DATA PROVIDED:
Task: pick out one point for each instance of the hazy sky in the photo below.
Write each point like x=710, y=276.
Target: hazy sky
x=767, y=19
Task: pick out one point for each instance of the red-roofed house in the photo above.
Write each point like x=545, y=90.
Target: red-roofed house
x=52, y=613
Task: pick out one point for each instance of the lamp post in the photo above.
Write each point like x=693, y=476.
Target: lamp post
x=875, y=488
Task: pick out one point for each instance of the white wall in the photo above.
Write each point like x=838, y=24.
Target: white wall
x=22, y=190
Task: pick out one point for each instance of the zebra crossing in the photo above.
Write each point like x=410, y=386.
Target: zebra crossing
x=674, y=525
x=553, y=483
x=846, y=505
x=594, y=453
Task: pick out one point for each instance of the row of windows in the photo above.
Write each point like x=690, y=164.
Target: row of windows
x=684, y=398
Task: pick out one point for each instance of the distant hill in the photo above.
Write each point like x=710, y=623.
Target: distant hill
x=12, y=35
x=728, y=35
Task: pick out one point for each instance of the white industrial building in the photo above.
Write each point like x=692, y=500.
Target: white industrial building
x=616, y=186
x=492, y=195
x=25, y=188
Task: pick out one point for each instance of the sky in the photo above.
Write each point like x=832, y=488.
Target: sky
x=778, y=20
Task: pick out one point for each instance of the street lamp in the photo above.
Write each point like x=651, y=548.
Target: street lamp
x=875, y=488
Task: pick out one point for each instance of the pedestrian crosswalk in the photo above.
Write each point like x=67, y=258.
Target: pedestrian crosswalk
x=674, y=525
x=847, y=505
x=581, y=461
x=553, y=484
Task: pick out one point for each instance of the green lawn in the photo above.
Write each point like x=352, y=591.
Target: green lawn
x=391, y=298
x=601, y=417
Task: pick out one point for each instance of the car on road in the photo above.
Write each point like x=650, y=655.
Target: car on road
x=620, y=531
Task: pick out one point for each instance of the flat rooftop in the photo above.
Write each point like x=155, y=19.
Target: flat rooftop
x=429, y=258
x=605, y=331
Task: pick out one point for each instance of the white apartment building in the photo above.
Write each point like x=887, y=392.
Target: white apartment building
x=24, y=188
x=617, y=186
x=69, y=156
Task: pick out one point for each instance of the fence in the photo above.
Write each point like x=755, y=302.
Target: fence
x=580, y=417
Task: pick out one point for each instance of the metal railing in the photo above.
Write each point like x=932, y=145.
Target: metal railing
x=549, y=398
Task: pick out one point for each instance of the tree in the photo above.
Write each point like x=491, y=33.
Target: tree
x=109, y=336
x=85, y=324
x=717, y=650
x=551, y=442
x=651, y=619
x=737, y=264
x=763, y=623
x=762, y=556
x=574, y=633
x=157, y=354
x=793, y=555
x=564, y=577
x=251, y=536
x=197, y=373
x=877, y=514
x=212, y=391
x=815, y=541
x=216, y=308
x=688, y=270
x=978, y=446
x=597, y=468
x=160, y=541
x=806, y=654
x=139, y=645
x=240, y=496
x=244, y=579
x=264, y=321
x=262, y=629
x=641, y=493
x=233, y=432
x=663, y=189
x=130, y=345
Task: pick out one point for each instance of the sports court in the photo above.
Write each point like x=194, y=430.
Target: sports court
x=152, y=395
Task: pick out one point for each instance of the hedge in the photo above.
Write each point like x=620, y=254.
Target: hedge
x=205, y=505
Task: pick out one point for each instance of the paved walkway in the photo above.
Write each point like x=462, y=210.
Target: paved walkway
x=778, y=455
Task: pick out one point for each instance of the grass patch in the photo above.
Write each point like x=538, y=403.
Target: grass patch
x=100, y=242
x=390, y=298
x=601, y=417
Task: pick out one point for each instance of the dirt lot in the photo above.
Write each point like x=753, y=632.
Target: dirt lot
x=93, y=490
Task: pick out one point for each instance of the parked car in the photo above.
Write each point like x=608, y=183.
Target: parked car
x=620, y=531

WORK TO DO: Change "pick out" to "mark" throughout the material above, and write out every line again with nothing else altered.

RIGHT ANSWER:
Task: mark one point for each instance of the hazy sky in the photo below.
Write each point like x=710, y=276.
Target: hazy sky
x=767, y=19
Task: mark one point for each instance of the red-roofed house in the photo above.
Write each point like x=545, y=90.
Target: red-roofed house
x=52, y=613
Task: mark one point for each instance of the lamp post in the photo above.
Write each point like x=693, y=476.
Target: lamp post
x=875, y=488
Task: mark one point for each instance of the white wall in the photo above.
Write each point like x=838, y=24.
Target: white wall
x=22, y=190
Task: mark one point for each instance of the zebra crossing in the photo above.
Write each point like x=410, y=386.
Target: zebra crossing
x=674, y=525
x=553, y=483
x=846, y=505
x=594, y=453
Task: mark one point for each instance of the row of windows in the photo above.
Write each point like x=690, y=164.
Target: row of windows
x=684, y=398
Task: mark one point for each instance of the distant hill in the photo above.
Write each point like x=710, y=623.
Target: distant hill
x=12, y=35
x=728, y=35
Task: mark one point for each instance of the white industrial building in the photo above.
Write each point like x=692, y=500.
Target: white industrial building
x=616, y=186
x=492, y=195
x=25, y=188
Task: mark one point for each instance of the sky in the photo above.
Write each point like x=832, y=488.
Target: sky
x=778, y=20
Task: mark one point for each instance of the street lamp in the photo above.
Write each point like x=651, y=548.
Target: street lamp
x=875, y=488
Task: mark one point for each instance of the pedestrian crosswalk in the photo above.
Write each point like x=67, y=258.
Target: pedestrian crosswalk
x=674, y=525
x=847, y=505
x=581, y=461
x=553, y=484
Task: mark one point for each instance of the green lawn in the photo above.
Write each point like x=352, y=591.
Target: green lawn
x=391, y=298
x=601, y=417
Task: mark one point for each instance of the car on road in the photo above.
Write each point like x=650, y=655.
Target: car on road
x=620, y=531
Task: mark one point for each instance of the flat rooftop in the photo above.
Write each point like x=155, y=19.
Target: flat rooftop
x=429, y=258
x=605, y=331
Task: mark one point for each instance of the white apartment building in the photo above.
Write each point like x=887, y=392.
Target: white apartment building
x=24, y=188
x=617, y=186
x=69, y=156
Task: mark one point for each instance of the fence in the photo above.
Write each point like x=755, y=302.
Target: fence
x=580, y=417
Task: mark one point for each instance of the metal railing in the photo above.
Write each point like x=932, y=145.
Target: metal railing
x=549, y=398
Task: mark one point for each instance of the tree in the photo above.
Write each point like x=491, y=33.
Target: tree
x=109, y=336
x=85, y=324
x=717, y=650
x=551, y=442
x=651, y=619
x=737, y=264
x=763, y=623
x=762, y=556
x=574, y=633
x=157, y=354
x=793, y=555
x=564, y=577
x=251, y=536
x=197, y=373
x=877, y=514
x=212, y=391
x=815, y=541
x=216, y=308
x=688, y=270
x=978, y=446
x=597, y=468
x=160, y=541
x=806, y=654
x=139, y=645
x=240, y=496
x=244, y=579
x=264, y=321
x=262, y=629
x=641, y=493
x=233, y=432
x=663, y=189
x=130, y=345
Task: mark one point for each instance of the sports court in the photo above.
Write each point like x=194, y=430.
Target: sports court
x=152, y=395
Task: mark one point for each instance of the hedge in the photo above.
Write each point like x=620, y=254.
Target: hedge
x=205, y=505
Task: mark one point for each instance of the paved walkway in the photo above.
Write each point like x=462, y=210.
Target: paved walkway
x=778, y=455
Task: mark one point for each instance of the grass patch in the photo above.
Write each point like x=538, y=403.
Target: grass patch
x=100, y=242
x=390, y=298
x=601, y=417
Task: mark one point for each instance of the dirt lot in the photo above.
Write each point like x=753, y=632.
Target: dirt lot
x=93, y=490
Task: mark one point for each instance of the parked car in the photo above.
Write each point like x=608, y=183.
Target: parked car
x=620, y=531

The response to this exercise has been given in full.